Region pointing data
<<<<
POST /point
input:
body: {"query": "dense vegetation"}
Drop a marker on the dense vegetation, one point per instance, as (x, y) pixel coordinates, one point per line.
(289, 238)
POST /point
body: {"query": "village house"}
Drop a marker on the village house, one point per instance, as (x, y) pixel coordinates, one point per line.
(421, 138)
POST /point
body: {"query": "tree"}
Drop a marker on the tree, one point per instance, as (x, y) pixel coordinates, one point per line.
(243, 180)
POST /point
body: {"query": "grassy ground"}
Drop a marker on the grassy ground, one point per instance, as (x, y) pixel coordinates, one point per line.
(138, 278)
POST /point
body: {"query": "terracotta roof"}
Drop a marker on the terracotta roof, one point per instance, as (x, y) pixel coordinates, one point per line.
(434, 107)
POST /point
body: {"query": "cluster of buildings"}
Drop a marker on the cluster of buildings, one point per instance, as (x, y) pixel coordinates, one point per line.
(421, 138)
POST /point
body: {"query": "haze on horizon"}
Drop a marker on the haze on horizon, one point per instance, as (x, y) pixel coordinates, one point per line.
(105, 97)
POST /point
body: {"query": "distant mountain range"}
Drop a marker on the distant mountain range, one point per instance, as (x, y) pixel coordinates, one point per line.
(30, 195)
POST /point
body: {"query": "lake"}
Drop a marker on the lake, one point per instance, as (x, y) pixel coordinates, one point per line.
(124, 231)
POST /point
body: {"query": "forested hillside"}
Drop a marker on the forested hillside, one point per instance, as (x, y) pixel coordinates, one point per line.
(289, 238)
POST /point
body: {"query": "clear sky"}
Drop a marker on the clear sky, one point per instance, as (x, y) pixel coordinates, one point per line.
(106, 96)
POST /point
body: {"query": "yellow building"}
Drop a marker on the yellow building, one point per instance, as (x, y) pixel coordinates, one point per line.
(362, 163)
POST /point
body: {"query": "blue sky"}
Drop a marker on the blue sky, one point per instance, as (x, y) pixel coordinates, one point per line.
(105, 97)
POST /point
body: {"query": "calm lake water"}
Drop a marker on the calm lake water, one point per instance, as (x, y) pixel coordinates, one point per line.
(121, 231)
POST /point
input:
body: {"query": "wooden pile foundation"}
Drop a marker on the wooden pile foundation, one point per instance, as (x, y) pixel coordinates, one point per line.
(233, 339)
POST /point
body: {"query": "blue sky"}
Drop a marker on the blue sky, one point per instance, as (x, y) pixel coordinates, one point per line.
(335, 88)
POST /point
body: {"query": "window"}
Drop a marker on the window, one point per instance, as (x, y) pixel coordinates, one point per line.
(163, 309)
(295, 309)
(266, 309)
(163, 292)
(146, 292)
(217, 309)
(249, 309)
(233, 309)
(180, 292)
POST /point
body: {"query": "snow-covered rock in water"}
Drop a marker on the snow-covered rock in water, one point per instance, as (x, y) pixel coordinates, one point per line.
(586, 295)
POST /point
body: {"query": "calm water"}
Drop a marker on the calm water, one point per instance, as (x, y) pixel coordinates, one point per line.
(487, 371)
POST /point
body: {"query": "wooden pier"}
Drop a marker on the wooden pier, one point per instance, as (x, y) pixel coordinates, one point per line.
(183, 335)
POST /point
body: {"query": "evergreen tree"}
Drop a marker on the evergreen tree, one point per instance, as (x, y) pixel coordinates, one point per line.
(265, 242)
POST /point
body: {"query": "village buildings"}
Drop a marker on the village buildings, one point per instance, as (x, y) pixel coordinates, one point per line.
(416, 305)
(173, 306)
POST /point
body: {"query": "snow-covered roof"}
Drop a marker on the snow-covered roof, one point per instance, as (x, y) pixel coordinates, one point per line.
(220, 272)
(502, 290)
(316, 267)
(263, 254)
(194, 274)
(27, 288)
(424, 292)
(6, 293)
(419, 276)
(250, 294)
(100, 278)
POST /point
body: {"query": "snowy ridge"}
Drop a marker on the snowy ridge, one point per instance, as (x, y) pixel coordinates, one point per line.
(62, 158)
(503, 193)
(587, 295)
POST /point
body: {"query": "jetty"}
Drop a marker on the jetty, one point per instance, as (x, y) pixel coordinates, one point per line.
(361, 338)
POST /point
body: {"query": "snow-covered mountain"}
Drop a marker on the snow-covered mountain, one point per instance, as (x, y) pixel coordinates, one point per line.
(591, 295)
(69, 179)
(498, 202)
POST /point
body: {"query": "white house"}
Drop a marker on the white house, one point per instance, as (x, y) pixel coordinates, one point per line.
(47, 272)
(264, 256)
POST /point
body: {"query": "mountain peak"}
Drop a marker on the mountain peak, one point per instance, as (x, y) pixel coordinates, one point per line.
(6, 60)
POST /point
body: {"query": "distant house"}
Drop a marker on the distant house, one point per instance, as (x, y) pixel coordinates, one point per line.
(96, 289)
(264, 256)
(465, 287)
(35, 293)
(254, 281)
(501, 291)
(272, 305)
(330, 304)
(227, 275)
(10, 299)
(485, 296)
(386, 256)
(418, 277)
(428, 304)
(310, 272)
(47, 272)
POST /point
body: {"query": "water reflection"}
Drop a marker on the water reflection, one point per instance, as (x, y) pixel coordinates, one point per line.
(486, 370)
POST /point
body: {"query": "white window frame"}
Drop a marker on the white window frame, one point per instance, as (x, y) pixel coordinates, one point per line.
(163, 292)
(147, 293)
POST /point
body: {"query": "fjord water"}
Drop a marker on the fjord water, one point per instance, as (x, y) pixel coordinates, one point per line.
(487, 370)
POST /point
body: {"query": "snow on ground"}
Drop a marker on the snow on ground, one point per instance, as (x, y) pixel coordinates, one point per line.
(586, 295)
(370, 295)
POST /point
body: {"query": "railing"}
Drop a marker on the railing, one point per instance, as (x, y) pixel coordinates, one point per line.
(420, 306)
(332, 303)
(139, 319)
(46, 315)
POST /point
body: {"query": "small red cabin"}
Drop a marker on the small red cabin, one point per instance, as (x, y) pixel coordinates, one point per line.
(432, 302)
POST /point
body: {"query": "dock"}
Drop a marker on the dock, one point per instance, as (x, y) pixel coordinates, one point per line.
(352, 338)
>>>>
| Problem to work on |
Repeat all entries. Match them exactly.

| Response to this exercise |
POST /point
input:
body: {"query": "dense vegetation"}
Drop a marker on the dense vegetation, one point per instance, as (x, y) pixel coordinates, one point per line.
(289, 238)
POST /point
body: {"query": "village house"}
Drop a marker on the village house, one point per instance, as (x, y) pixel coordinates, one point per line.
(421, 138)
POST /point
body: {"query": "tree"}
Drop a marker on the tree, one point per instance, as (x, y) pixel coordinates, one point per line.
(243, 180)
POST /point
body: {"query": "grassy ground"}
Drop a marker on the grassy ground, one point per instance, as (x, y) pixel coordinates, one point per line.
(138, 278)
POST /point
body: {"query": "terracotta roof"}
Drop a marker on the terracotta roof, one point per instance, as (x, y) pixel coordinates, one point per line.
(434, 107)
POST /point
body: {"query": "cluster of buildings"}
Drop a marker on the cluster of buildings, one point per instance, as (x, y) pixel coordinates, one point per line.
(421, 138)
POST /point
body: {"query": "haze on horizon"}
Drop a marker on the haze on horizon, one point per instance, as (x, y) pixel coordinates, one point per line.
(105, 97)
POST /point
body: {"query": "distant mountain range"}
Drop a marker on the distant mountain range, one point per instance, as (x, y) pixel coordinates, one point per line.
(30, 195)
POST /point
body: {"query": "lake"}
Drop a marker on the lake, one point per instance, as (x, y) pixel coordinates, one point per line.
(124, 231)
POST /point
body: {"query": "forested hillside"}
Drop a marker on the forested hillside, one point per instance, as (x, y) pixel coordinates, one point per line.
(289, 238)
POST /point
body: {"query": "clear sky"}
Drop a marker on the clear sky, one point per instance, as (x, y) pixel coordinates, one point per line.
(106, 96)
POST /point
body: {"query": "yellow building"}
Drop a marker on the yellow building, one point per instance, as (x, y) pixel coordinates, one point per line.
(362, 163)
POST /point
body: {"query": "blue sky"}
Drop a marker on the blue sky, one point per instance, as (x, y) pixel coordinates, one point per line.
(105, 97)
POST /point
body: {"query": "calm lake water"}
Drop a marker on the calm lake water, one point per instance, as (x, y) pixel coordinates, one point per line.
(121, 231)
POST /point
input:
body: {"query": "wooden pile foundation"}
Drop a marker on the wooden pile foundation, one point per instance, as (x, y) pixel coordinates, one point per line.
(233, 339)
POST /point
body: {"query": "blue sky"}
Drop a marker on the blue sky, one point per instance, as (x, y) pixel coordinates, one point per line.
(335, 88)
POST /point
body: {"query": "window"}
Drop a marker on the window, one point per instance, as (x, y) pixel coordinates, one point per line.
(163, 309)
(295, 309)
(266, 309)
(163, 292)
(146, 292)
(217, 309)
(249, 309)
(233, 309)
(180, 292)
POST /point
body: {"query": "snow-covered rock in water"}
Drop a marker on the snow-covered rock in water, one point per instance, as (x, y) pixel coordinates, one point per line.
(586, 295)
POST /point
body: {"query": "calm water"}
Drop a marker on the calm water, one point per instance, as (x, y) pixel coordinates, one point per line.
(487, 371)
POST /point
body: {"query": "wooden pier"}
Drop a marker on the wooden pier, one point per instance, as (x, y) pixel coordinates, one point per line.
(183, 335)
POST /point
body: {"query": "evergreen tree"}
Drop a marker on the evergreen tree, one point per instance, as (x, y) pixel coordinates, one point per line.
(265, 242)
POST /point
body: {"query": "village buildings"}
Drop a marker on the village buildings, one point per instance, as (x, y) pixel coordinates, one point per line.
(416, 305)
(173, 306)
POST /point
body: {"query": "snow-covered roof"}
Drop a marker on the snow-covered roof, one point per instance, as (x, y) pixel coordinates, one point per line.
(220, 272)
(502, 290)
(316, 267)
(263, 254)
(194, 274)
(27, 288)
(424, 292)
(6, 293)
(419, 276)
(250, 294)
(100, 278)
POST /point
body: {"query": "snowy ridge"}
Drop a marker on the snowy ridge, one point per instance, as (x, y) pixel coordinates, one point per line.
(62, 158)
(503, 193)
(587, 295)
POST /point
body: {"query": "jetty"}
Drop a marker on the jetty, one point per instance, as (x, y) pixel coordinates, one point per line.
(361, 338)
POST /point
body: {"query": "snow-covered mountain"}
Drop a marker on the snow-covered mountain, one point per instance, as (x, y) pixel coordinates, one point per line.
(591, 295)
(69, 179)
(498, 202)
POST /point
body: {"query": "white house"}
Drop a marker on the white house, one point per instance, as (x, y) pixel coordinates, one point per line.
(47, 272)
(264, 256)
POST /point
body: {"query": "mountain peak"}
Drop a marker on the mountain peak, one point per instance, as (x, y) pixel coordinates, one point per line.
(6, 60)
POST /point
body: {"query": "distant house"}
Drop a marker on the distant house, one point per instance, as (x, y) pixel coordinates, one point per line.
(96, 289)
(264, 256)
(465, 287)
(35, 293)
(254, 281)
(501, 291)
(272, 305)
(330, 304)
(227, 275)
(10, 299)
(485, 296)
(386, 256)
(418, 277)
(428, 304)
(310, 272)
(47, 272)
POST /point
body: {"query": "water reflection"}
Drop a marker on the water reflection, one point per instance, as (x, y) pixel coordinates, one point per line.
(486, 370)
POST /point
body: {"query": "white window frame"}
Drop a marker on the white window frame, one point per instance, as (x, y) pixel coordinates, one point per line.
(163, 292)
(147, 293)
POST /point
body: {"query": "fjord water"}
Drop a marker on the fjord water, one point per instance, as (x, y) pixel coordinates, one point per line.
(487, 370)
POST /point
body: {"query": "snow on ground"}
Drop a marker on the snow on ground, one point per instance, as (x, y) pixel coordinates, one point per line.
(586, 295)
(370, 295)
POST /point
body: {"query": "railing"}
Drop a marker on the railing, one point per instance, as (x, y) pixel coordinates, one point per line.
(420, 306)
(332, 303)
(139, 319)
(46, 315)
POST /point
body: {"query": "small red cabin"}
Drop a marker on the small red cabin, one point per instance, as (x, y) pixel coordinates, one point per line.
(432, 302)
POST /point
body: {"query": "dock"}
Drop a marker on the dock, one point per instance, as (x, y) pixel coordinates, one point per line.
(352, 338)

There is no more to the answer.